GIVEN INSTRUCTION: Every entry that follows should be reproduced exactly.
===== SUPPLIED INFORMATION =====
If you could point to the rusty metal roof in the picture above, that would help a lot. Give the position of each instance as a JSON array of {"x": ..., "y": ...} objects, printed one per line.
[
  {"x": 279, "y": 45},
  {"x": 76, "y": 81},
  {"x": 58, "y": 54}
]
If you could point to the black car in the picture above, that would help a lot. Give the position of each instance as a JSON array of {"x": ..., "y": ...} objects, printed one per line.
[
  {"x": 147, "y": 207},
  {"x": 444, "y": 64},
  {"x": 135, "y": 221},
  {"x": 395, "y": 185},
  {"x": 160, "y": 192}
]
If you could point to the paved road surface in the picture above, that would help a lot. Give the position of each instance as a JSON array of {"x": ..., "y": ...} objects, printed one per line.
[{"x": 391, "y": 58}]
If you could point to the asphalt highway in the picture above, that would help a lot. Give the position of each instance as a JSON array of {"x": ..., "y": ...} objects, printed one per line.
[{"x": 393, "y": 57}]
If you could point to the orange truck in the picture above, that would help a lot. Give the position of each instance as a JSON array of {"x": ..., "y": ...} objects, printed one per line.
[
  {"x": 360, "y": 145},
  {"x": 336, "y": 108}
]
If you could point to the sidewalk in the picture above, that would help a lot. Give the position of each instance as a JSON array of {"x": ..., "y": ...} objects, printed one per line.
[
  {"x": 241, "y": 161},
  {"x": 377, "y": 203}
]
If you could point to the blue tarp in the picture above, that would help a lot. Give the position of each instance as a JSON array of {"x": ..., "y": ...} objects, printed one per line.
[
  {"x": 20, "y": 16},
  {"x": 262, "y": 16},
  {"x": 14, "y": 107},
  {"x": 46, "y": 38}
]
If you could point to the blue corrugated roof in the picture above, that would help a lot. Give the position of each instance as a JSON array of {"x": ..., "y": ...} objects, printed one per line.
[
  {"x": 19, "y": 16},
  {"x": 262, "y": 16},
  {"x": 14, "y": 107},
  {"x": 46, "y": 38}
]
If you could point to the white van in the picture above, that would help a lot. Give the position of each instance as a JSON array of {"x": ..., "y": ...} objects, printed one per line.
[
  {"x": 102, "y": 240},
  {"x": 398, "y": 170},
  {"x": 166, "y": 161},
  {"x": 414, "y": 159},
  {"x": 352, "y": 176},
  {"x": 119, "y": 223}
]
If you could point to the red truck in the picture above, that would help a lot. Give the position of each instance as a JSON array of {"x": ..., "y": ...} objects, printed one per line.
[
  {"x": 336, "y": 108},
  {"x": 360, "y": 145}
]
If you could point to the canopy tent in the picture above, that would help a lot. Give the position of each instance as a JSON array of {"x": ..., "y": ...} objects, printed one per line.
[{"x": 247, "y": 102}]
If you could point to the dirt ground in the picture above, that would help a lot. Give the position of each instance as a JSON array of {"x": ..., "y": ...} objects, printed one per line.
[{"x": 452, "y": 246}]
=====
FULL ANSWER:
If you could point to the rusty metal roof in the picture above, that would help a lot. Give the position of each instance as a JSON array of {"x": ..., "y": ...} objects, printed one per line.
[
  {"x": 279, "y": 45},
  {"x": 76, "y": 81},
  {"x": 58, "y": 54}
]
If you could point to the black car in the picture above, that would help a lot. Give the position of each instance as a JSON array of {"x": ..., "y": ...} objects, printed one per line.
[
  {"x": 147, "y": 207},
  {"x": 444, "y": 64},
  {"x": 135, "y": 221},
  {"x": 395, "y": 185},
  {"x": 160, "y": 192}
]
If you could point to the paved road surface in the picture above, that would help a lot. Give the position of each instance as a JSON array of {"x": ..., "y": ...} objects, printed one per line.
[{"x": 391, "y": 58}]
If you could point to the asphalt highway in the picture above, that would help a lot. Give the position of each instance as a JSON array of {"x": ..., "y": ...} objects, printed one per line.
[{"x": 393, "y": 57}]
If you could point to the orange truck in the picture above, that would help a lot. Give the position of each instance as a JSON array of {"x": ..., "y": ...} objects, printed one per line.
[
  {"x": 360, "y": 145},
  {"x": 336, "y": 108}
]
If you could point to the sidewalk in the picture above, that would help a lot. Give the position of each instance as a JSON array of {"x": ..., "y": ...} objects, printed one per line.
[
  {"x": 241, "y": 161},
  {"x": 377, "y": 203}
]
If you could point to the blue tarp in the picture above, that would help a lot. Give the position of each instance as a JSON array of {"x": ..., "y": ...} objects, printed one per line.
[
  {"x": 20, "y": 16},
  {"x": 262, "y": 16},
  {"x": 14, "y": 107},
  {"x": 46, "y": 38}
]
If you could point to the blue corrugated roof in the picture above, that would help a lot. Give the position of each instance as a JSON array of {"x": ..., "y": ...} objects, printed one per line.
[
  {"x": 19, "y": 16},
  {"x": 262, "y": 16},
  {"x": 14, "y": 107},
  {"x": 46, "y": 38}
]
If you could point to the white van in the picture above, that would help a lot. Give the position of each instance as a JSON array of {"x": ..., "y": ...} objects, printed one per line.
[
  {"x": 102, "y": 240},
  {"x": 398, "y": 170},
  {"x": 166, "y": 161},
  {"x": 414, "y": 159},
  {"x": 352, "y": 176},
  {"x": 119, "y": 223}
]
If you could point to the red truck in the picture above, that would help a lot. Give the position of each instance as a JSON array of {"x": ..., "y": ...} objects, printed one per line.
[
  {"x": 336, "y": 108},
  {"x": 360, "y": 145}
]
If you could point to the canopy tent in the picture above, that would help a lot. Give the position of each instance as a JSON array of {"x": ..., "y": ...} objects, printed one per line.
[{"x": 247, "y": 102}]
If you could point to the dirt ground in the picture above, that would help a lot. Give the position of each instance as a JSON array of {"x": ..., "y": ...} objects, printed one per line.
[{"x": 452, "y": 246}]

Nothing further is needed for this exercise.